> [Goal]:
Reproduce the entries from the line containing "Bet you ten bucks you can't pinpoint the carved" through the end of the entries, inclusive, substituting "twenty dollars" for "ten bucks" and leaving everything else unchanged.

A block of data:

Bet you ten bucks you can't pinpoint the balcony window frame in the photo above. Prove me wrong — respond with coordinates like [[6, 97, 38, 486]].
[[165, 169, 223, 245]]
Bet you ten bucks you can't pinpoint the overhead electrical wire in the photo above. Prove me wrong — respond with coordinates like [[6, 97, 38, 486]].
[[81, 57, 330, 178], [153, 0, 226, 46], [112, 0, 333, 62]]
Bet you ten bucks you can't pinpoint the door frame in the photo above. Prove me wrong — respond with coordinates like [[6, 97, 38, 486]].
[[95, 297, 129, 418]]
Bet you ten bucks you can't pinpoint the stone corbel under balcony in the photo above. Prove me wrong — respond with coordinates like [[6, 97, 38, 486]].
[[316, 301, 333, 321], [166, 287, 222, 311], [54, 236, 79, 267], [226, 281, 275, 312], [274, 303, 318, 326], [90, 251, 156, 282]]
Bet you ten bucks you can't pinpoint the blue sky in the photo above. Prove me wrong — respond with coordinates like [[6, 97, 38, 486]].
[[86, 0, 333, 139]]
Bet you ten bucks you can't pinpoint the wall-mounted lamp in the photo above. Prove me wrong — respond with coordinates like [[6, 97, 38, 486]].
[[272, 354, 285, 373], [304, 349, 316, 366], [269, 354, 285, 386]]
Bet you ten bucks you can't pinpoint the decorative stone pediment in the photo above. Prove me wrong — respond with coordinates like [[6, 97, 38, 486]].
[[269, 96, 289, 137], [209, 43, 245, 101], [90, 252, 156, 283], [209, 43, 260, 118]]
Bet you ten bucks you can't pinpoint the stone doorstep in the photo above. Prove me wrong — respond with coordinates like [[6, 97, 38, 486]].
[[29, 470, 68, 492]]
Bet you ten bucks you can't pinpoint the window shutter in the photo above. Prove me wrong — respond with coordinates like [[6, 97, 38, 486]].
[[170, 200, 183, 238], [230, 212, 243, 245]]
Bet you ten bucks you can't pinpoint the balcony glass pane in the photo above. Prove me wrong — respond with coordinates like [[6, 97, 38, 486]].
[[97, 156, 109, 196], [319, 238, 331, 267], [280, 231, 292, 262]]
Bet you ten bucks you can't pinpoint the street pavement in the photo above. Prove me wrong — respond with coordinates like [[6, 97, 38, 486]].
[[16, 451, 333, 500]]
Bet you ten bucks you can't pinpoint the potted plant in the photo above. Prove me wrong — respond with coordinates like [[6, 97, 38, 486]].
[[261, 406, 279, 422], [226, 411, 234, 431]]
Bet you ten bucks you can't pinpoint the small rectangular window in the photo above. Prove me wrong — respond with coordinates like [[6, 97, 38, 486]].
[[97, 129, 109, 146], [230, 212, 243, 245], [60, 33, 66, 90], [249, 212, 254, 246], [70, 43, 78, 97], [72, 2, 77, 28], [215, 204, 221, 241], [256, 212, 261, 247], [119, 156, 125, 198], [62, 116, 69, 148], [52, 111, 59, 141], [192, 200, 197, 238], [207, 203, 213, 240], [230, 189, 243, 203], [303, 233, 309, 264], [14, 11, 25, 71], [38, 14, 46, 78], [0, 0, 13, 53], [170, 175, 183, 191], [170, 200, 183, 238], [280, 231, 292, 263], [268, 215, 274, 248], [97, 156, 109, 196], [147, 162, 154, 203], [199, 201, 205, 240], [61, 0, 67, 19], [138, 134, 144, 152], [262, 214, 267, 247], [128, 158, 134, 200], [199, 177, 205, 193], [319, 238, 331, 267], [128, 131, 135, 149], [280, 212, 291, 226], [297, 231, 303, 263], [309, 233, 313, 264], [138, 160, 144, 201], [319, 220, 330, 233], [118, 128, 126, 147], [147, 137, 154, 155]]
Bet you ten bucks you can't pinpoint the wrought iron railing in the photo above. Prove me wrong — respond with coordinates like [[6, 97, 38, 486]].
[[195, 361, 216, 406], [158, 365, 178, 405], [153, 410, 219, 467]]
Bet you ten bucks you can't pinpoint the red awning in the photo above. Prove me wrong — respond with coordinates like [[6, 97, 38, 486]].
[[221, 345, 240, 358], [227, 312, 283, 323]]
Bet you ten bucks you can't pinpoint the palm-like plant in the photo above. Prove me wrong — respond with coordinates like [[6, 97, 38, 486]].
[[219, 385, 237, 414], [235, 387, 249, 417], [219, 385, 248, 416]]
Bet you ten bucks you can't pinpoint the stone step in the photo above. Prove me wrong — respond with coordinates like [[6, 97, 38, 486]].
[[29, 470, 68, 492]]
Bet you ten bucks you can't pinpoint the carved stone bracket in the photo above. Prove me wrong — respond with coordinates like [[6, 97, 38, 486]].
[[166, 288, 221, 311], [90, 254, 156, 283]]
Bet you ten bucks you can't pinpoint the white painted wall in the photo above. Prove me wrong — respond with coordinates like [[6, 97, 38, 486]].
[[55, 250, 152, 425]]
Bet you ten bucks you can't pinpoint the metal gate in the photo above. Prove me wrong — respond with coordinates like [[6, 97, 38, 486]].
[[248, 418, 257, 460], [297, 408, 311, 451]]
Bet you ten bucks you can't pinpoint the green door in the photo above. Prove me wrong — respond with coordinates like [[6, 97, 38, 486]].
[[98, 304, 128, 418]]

> [Answer to this exercise]:
Bet you twenty dollars you can't pinpoint the carved stone bracket in the photo above. Prove me wrong — respond with coordinates like [[6, 97, 38, 486]].
[[166, 288, 221, 311], [90, 254, 156, 283]]
Bet you twenty dollars you can't pinpoint the white painted wall in the photo above. Prove me wrong — respond with coordinates like [[6, 97, 38, 486]].
[[55, 250, 152, 425]]
Bet you twenty dollars you can't pinpoint the metal gate in the photo above. Prove me wrong — respond with coordinates like [[6, 97, 38, 486]].
[[248, 418, 257, 460], [297, 408, 311, 451]]
Bet you twenty dollars you can't pinpoint the green door in the photo above. Prove me wrong — respond with coordinates like [[6, 97, 38, 486]].
[[98, 304, 128, 418]]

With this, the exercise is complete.